Render each line of the items below as a Markdown table with the columns No. and Line. Number the rows and leave out any blank lines.

####

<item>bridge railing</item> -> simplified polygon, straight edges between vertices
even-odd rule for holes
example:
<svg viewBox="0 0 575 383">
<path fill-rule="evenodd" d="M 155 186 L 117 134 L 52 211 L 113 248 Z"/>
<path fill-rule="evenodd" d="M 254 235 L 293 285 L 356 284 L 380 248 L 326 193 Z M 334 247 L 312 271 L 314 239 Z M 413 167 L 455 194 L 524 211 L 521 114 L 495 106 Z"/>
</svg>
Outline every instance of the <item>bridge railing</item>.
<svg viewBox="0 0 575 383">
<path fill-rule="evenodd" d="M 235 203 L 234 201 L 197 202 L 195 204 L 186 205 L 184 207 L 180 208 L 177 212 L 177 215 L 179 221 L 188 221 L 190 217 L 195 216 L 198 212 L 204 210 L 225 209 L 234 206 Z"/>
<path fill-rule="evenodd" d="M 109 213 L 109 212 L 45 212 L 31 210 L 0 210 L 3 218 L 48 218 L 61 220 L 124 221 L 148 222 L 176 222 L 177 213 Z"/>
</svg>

####

Written answer ::
| No. | Line |
|---|---|
| 1 | <item>bridge railing</item> -> simplified polygon, straight edges between vertices |
| 2 | even-odd rule for holes |
| 3 | example: |
| 4 | <svg viewBox="0 0 575 383"> |
| 5 | <path fill-rule="evenodd" d="M 155 186 L 117 134 L 52 211 L 113 248 Z"/> |
| 6 | <path fill-rule="evenodd" d="M 254 235 L 293 285 L 356 284 L 380 248 L 326 193 Z M 334 247 L 312 271 L 314 239 Z M 413 167 L 455 194 L 524 211 L 521 114 L 495 106 Z"/> |
| 7 | </svg> |
| 8 | Outline every instance of the <item>bridge railing</item>. |
| 9 | <svg viewBox="0 0 575 383"> |
| 10 | <path fill-rule="evenodd" d="M 235 203 L 234 201 L 197 202 L 195 204 L 186 205 L 184 207 L 180 208 L 177 212 L 177 215 L 179 221 L 188 221 L 190 217 L 195 216 L 198 212 L 204 210 L 225 209 L 234 206 Z"/> |
| 11 | <path fill-rule="evenodd" d="M 109 213 L 109 212 L 45 212 L 31 210 L 0 210 L 3 218 L 48 218 L 61 220 L 124 221 L 148 222 L 176 222 L 177 213 Z"/> |
| 12 | </svg> |